_DATASET ROWS_
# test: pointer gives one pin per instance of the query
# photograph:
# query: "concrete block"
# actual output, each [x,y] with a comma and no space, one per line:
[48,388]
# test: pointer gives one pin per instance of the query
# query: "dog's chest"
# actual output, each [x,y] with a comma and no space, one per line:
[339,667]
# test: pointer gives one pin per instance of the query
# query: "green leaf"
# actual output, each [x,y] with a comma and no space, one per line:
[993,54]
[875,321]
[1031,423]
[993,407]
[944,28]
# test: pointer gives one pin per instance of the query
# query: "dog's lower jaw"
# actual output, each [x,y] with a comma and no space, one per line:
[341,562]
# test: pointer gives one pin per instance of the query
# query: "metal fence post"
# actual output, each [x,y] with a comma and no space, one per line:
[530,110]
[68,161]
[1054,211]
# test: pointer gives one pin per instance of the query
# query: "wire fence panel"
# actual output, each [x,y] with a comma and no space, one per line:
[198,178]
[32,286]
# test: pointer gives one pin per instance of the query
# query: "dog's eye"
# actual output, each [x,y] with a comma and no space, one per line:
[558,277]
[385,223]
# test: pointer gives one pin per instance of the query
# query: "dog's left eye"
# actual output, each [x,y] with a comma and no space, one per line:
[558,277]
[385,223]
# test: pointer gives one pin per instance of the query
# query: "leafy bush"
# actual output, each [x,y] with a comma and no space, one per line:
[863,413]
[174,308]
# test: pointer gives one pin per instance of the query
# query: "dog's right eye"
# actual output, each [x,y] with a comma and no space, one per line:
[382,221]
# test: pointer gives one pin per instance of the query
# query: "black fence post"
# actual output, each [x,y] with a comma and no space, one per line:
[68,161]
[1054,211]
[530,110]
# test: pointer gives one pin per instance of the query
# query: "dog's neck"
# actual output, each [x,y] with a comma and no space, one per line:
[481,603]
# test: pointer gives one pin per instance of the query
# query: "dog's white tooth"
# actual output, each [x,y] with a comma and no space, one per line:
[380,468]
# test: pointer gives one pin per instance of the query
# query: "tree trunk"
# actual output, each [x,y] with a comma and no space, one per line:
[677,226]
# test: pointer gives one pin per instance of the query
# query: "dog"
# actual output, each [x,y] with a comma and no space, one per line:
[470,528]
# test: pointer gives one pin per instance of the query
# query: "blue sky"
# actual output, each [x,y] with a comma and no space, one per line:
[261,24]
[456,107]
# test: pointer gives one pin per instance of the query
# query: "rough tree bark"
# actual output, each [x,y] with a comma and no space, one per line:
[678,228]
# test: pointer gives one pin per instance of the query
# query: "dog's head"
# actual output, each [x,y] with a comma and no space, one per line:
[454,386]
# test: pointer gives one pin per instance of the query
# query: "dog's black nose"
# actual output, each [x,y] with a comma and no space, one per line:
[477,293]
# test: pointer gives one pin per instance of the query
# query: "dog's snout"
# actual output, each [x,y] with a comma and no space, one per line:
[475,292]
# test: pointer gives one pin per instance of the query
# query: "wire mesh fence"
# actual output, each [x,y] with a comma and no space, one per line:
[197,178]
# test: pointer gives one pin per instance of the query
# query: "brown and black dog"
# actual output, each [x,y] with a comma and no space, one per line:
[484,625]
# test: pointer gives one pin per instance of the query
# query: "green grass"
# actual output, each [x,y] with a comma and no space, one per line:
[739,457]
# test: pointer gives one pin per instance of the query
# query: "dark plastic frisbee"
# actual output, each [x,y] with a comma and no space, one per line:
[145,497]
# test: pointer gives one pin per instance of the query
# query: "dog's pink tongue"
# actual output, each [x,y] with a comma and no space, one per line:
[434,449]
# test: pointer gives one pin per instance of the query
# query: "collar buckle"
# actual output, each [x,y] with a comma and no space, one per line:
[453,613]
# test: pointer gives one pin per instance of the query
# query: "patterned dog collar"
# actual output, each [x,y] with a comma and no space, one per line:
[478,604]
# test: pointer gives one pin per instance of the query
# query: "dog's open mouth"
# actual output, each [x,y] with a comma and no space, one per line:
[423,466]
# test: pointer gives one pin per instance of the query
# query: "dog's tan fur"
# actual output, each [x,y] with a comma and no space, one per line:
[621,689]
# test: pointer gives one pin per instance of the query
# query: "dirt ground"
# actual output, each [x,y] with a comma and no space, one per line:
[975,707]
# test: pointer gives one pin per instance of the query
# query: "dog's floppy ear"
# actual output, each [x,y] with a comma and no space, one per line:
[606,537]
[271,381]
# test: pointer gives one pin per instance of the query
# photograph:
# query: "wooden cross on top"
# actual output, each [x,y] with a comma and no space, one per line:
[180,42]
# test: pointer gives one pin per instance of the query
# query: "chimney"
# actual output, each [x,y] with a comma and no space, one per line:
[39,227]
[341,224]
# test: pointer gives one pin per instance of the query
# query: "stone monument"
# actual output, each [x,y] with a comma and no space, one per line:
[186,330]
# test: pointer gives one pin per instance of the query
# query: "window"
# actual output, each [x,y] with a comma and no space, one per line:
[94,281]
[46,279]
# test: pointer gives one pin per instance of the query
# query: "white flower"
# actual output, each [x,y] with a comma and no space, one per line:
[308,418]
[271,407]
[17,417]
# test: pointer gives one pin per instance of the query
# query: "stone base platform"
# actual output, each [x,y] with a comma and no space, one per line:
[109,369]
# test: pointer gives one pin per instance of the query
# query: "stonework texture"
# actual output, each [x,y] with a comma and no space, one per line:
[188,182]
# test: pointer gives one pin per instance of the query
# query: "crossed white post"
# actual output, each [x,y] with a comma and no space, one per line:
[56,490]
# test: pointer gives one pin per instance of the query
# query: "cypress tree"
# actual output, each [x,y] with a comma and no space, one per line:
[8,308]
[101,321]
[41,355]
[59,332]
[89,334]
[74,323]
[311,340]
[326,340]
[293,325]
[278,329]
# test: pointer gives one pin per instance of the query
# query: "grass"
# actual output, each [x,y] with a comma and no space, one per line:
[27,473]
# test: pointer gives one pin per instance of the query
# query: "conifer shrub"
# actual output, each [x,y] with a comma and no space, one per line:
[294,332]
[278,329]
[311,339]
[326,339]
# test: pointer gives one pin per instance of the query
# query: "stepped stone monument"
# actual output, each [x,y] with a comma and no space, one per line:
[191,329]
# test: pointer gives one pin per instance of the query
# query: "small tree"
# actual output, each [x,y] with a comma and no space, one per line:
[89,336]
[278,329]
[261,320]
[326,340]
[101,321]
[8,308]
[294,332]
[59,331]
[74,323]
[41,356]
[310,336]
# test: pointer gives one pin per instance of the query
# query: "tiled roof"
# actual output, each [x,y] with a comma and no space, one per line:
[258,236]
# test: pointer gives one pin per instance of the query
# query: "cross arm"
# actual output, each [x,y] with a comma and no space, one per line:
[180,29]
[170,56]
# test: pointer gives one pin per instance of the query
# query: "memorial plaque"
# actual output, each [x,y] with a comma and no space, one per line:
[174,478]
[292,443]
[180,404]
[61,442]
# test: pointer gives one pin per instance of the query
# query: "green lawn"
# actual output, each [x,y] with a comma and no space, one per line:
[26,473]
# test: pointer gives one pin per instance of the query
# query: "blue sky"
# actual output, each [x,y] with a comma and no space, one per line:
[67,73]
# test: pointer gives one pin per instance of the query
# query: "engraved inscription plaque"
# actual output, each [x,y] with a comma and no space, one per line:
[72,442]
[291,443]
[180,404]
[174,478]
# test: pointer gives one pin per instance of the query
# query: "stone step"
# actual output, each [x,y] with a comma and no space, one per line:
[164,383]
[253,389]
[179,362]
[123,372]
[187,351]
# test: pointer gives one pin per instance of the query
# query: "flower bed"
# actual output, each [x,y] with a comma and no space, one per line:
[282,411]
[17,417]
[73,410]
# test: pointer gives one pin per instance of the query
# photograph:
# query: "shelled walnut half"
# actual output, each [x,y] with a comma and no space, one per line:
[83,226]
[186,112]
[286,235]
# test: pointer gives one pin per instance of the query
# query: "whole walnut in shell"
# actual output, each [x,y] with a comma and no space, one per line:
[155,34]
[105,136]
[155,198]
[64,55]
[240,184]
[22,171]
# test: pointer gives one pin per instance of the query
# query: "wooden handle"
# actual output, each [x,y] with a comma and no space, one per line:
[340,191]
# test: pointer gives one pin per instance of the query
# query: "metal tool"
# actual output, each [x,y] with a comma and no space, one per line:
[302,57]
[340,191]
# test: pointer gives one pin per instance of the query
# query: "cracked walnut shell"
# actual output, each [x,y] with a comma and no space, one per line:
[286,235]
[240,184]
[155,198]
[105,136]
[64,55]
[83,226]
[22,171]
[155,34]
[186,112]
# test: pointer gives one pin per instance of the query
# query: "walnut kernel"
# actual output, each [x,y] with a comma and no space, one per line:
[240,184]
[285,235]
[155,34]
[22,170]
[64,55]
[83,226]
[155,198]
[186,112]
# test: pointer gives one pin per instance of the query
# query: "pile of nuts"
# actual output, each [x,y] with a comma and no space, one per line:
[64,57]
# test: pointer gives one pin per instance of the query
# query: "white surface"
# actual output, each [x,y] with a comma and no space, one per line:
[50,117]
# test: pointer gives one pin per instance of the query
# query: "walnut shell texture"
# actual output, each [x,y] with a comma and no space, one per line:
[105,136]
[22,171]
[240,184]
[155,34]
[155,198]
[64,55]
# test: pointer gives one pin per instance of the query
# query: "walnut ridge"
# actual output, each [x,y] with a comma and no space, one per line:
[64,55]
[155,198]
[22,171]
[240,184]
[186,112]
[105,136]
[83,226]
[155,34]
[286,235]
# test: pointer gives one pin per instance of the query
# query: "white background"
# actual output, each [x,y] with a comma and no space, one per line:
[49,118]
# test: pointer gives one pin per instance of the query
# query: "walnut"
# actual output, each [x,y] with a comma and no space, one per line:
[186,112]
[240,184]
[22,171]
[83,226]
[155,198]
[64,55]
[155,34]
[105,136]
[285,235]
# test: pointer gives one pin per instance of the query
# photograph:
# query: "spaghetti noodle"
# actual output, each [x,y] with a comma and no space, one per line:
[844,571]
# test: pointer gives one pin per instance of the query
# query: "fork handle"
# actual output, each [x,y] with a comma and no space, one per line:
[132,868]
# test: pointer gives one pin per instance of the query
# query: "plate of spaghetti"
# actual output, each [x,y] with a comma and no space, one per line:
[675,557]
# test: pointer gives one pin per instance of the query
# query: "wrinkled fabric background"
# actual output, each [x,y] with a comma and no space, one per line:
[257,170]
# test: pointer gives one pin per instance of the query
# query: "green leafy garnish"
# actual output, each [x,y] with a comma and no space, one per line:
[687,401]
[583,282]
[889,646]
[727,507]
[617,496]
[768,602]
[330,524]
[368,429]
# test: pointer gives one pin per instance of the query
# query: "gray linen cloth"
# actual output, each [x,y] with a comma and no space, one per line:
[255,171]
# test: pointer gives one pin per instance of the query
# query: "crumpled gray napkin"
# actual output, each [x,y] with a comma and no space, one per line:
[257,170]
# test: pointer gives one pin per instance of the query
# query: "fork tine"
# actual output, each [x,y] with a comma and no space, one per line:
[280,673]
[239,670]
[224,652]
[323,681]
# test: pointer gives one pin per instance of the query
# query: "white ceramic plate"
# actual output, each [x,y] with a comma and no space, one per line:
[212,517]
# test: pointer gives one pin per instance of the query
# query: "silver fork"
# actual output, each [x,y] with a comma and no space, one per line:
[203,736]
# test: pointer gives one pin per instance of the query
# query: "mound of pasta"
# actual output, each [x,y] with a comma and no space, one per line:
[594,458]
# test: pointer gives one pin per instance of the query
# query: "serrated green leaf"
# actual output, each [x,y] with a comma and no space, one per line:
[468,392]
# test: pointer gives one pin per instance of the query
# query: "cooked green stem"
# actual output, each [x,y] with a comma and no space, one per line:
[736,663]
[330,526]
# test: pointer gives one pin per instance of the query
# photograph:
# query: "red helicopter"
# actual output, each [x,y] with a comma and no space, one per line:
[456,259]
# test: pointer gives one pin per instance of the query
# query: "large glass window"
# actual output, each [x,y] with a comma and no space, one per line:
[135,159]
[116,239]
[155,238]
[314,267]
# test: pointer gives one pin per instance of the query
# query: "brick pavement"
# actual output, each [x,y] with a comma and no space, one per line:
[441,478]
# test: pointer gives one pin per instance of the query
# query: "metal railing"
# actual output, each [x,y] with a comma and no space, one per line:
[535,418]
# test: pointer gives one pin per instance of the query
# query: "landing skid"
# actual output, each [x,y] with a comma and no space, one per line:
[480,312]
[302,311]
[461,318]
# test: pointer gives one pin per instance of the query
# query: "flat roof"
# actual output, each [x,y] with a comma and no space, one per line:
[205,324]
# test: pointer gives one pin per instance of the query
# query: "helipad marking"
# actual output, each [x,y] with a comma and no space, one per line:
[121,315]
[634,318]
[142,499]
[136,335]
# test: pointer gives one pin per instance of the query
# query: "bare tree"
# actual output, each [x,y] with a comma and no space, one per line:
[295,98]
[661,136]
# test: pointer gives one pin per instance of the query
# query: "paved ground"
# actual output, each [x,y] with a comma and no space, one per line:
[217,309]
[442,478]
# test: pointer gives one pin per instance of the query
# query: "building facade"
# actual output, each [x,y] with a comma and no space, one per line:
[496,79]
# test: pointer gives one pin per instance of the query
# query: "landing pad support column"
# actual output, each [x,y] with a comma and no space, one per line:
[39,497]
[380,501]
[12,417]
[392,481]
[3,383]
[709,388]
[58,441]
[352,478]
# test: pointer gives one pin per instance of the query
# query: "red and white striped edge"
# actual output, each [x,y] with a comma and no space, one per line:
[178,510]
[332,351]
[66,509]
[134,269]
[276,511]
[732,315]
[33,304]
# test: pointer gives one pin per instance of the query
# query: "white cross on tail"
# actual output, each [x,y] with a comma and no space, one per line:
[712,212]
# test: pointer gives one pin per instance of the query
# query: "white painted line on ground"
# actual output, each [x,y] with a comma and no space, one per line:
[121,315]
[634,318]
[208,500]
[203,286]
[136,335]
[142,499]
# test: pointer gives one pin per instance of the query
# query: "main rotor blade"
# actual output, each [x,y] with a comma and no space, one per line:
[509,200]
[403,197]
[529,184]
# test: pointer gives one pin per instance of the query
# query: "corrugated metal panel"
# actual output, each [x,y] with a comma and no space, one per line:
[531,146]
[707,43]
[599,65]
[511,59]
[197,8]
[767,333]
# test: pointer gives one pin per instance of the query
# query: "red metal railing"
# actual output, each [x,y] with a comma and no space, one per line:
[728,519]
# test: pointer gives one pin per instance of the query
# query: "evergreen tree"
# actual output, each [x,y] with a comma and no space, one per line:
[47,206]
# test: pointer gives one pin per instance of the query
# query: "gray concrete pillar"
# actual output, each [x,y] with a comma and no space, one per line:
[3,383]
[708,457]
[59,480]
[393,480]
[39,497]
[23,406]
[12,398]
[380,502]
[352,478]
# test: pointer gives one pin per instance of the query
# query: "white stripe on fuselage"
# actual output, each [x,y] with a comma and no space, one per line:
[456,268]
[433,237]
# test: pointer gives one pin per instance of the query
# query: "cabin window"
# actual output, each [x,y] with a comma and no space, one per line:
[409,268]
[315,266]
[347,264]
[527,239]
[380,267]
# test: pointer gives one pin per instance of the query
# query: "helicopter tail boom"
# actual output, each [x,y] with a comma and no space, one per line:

_EXERCISE BRIEF_
Count the lines in the data above that contain the string "background", treating uppercase and lowercase letters as different. Give only the number.

_ANSWER TO THIS EXERCISE_
2